Excerto fornecido:
O caso do António foi mais complexo. Eu conhecia-o, não pessoalmente, de duas peças de teatro, e ele não tinha feito nenhum filme. Portanto, decidi arriscar e contactei-o. Ele ficou surpreendido, até porque não estava à espera de fazer cinema, assim me disse numa conversa muito aberta, onde também lhe confessei o pouco que conhecia do seu trabalho. Começamos a fazer ensaios e a perceber melhor como iriamos conceber a personagem central. Pouco a pouco, íamos tendo conversas sobre o argumento, sobre a personagem e às tantas julgo que ficamos convencidos que valia a pena o risco. Sinceramente, estou bastante satisfeito com a decisão dele e da sua parte julgo também estar.

Até que ponto esta personagem do Ramiro tem um polvilhar de autobiografia?

[Entradas de anotação de coordenadas]
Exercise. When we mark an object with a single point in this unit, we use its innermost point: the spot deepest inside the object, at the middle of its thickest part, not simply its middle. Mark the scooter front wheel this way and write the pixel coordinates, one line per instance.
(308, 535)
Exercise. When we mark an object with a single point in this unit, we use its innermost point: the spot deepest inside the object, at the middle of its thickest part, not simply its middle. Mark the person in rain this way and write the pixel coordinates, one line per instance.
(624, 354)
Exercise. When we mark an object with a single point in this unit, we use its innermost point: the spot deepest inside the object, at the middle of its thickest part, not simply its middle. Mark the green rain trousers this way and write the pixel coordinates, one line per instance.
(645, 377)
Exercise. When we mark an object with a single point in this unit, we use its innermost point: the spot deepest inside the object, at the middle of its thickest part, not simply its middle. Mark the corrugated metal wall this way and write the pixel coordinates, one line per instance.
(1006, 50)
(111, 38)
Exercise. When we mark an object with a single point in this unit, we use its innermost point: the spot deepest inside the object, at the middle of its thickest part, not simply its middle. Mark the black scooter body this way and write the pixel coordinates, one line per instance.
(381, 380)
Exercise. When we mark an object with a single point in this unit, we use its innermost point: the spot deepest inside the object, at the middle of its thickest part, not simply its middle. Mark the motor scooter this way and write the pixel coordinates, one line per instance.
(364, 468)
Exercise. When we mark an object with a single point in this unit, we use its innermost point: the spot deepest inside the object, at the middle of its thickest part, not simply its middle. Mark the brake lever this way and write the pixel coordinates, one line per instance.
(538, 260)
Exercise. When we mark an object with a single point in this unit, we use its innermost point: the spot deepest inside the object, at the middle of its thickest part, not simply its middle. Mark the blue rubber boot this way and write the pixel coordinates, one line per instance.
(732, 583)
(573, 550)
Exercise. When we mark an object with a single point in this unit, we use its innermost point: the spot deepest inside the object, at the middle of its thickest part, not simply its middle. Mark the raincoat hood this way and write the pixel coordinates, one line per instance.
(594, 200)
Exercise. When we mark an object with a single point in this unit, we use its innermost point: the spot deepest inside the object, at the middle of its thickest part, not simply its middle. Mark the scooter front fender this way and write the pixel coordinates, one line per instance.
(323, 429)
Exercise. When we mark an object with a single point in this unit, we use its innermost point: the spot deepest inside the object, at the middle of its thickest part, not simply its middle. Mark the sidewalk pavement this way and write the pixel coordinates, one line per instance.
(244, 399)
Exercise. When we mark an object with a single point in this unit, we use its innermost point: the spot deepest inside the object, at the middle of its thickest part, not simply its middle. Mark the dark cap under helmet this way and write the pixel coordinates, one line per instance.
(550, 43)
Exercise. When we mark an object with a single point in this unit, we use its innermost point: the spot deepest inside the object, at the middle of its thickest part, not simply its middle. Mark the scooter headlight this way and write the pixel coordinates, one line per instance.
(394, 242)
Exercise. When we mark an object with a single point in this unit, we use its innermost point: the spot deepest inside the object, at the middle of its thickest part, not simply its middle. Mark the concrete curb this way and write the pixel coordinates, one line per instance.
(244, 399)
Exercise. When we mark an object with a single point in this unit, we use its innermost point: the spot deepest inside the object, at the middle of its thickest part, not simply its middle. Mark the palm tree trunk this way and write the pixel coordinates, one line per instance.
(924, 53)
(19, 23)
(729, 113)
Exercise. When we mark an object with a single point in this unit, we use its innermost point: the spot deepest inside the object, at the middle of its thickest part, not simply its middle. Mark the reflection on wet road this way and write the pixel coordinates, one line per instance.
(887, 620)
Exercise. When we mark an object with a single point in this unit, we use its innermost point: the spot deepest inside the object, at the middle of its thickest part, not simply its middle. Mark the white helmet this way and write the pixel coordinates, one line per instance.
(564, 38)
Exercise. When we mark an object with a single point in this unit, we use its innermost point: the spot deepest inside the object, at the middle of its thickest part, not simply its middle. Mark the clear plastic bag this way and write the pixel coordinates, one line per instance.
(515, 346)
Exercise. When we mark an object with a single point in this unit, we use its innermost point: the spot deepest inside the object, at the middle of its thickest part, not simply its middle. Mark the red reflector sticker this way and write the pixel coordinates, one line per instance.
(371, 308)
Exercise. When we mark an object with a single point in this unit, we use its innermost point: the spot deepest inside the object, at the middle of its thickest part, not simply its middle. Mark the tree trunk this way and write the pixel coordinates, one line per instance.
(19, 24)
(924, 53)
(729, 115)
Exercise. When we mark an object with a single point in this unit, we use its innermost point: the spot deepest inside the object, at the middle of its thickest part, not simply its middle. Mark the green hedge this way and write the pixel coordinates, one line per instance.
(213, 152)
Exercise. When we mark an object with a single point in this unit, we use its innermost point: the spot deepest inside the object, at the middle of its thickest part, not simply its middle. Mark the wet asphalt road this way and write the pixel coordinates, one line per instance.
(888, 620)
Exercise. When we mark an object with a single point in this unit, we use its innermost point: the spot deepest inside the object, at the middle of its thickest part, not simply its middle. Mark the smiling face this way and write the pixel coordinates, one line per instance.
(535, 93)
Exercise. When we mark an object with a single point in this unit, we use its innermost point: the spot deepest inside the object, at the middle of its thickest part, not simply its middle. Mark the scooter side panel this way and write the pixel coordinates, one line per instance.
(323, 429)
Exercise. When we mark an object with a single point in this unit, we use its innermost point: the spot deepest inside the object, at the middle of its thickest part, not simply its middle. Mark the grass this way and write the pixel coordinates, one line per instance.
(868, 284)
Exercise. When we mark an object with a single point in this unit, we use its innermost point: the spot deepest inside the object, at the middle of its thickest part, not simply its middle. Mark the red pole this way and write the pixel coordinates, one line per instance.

Exercício curto: Liste todas as formas verbais do pretérito perfeito simples na primeira pessoa do singular que aparecem no excerto sobre o António. Baseie-se exclusivamente no excerto.

Resultado da tarefa: decidi, contactei, confessei